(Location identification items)
-------

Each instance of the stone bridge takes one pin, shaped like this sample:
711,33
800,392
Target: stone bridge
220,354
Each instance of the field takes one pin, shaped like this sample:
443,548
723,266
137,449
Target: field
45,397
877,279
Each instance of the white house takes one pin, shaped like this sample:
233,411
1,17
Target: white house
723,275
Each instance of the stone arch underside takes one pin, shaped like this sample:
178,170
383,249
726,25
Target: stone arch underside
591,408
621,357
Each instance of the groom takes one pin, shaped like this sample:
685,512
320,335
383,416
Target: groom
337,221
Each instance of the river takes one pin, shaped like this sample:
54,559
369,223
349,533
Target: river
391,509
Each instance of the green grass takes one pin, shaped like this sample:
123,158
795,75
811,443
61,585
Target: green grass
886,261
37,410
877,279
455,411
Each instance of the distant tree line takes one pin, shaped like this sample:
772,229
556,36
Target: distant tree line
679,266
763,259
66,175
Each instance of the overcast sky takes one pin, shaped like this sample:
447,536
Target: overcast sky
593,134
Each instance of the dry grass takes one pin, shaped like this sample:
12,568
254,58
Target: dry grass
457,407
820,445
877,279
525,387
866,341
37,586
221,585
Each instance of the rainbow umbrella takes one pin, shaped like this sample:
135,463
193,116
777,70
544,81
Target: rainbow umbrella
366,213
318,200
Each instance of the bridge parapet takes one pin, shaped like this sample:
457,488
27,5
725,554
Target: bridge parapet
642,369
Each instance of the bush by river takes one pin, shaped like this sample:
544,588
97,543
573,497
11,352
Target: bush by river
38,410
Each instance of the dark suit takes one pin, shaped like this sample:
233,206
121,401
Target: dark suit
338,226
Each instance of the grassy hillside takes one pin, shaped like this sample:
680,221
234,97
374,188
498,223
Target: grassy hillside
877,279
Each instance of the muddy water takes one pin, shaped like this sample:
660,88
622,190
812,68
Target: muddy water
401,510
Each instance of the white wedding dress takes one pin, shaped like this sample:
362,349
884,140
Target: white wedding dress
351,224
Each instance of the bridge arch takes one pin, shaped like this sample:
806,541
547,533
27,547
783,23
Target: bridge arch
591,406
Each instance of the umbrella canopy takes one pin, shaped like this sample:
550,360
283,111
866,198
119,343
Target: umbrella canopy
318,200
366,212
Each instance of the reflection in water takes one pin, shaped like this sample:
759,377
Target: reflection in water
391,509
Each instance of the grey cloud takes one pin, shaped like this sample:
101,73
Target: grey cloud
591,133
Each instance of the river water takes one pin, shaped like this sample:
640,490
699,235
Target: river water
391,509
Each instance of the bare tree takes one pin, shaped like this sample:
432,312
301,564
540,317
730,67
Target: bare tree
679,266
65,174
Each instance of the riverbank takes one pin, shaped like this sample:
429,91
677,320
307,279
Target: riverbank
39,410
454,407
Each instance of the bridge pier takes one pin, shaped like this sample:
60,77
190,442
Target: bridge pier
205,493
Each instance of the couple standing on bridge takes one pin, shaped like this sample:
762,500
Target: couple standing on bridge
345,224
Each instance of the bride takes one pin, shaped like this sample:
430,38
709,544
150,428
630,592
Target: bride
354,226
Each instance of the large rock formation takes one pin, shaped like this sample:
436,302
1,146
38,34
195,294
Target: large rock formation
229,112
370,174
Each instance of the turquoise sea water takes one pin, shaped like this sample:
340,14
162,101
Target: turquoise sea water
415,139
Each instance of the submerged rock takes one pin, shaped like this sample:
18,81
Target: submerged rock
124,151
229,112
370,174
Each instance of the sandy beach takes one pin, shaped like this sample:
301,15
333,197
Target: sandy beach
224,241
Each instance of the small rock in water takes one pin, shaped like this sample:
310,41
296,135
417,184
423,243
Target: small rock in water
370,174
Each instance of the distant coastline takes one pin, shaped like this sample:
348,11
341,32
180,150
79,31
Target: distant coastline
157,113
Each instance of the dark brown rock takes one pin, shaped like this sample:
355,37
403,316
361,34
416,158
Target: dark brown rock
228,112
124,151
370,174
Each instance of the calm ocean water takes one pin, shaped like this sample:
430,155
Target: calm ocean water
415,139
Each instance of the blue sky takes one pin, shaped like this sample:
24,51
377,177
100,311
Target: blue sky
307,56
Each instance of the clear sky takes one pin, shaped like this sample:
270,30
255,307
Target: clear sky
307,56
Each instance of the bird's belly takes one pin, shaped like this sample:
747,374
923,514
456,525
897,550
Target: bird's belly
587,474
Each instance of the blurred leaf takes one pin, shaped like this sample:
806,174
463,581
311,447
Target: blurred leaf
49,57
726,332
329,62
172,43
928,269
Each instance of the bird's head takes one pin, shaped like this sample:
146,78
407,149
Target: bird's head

-------

What you will do> From the line that contains "Each instance of the small" to the last line of the material above, repeat every line exactly, keeping both the first and the last.

Result for this task>
Each instance of the small rock in water takes one pin, shaped like this sample:
310,41
296,135
417,184
423,243
Target: small rock in water
370,174
Each instance of the distant coastline takes one pin, shaped like this sample:
348,11
341,32
180,150
79,31
Target: distant coastline
157,113
Each instance of the dark brown rock takes one pin, shaped like this sample:
355,37
403,316
361,34
416,158
Target: dark brown rock
228,112
124,151
370,174
Each instance of the calm ocean water takes one pin, shaped like this sample:
430,155
Target: calm ocean water
415,139
Each instance of the blue sky takes one pin, shaped like this sample:
24,51
377,177
100,311
Target: blue sky
307,56
Each instance of the clear sky takes one pin, shaped like this sample:
270,30
255,307
Target: clear sky
307,56
Each instance of the bird's belly takes one pin, shaped like this sample:
747,374
923,514
456,525
897,550
Target: bird's belly
587,474
Each instance of the blurred leaf takes one pin, shaped like this sample:
806,174
463,581
311,447
Target: blurred leaf
49,57
726,332
329,62
172,43
928,269
Each instance of the bird's head takes one pin, shaped like this sample:
146,78
407,149
Target: bird's head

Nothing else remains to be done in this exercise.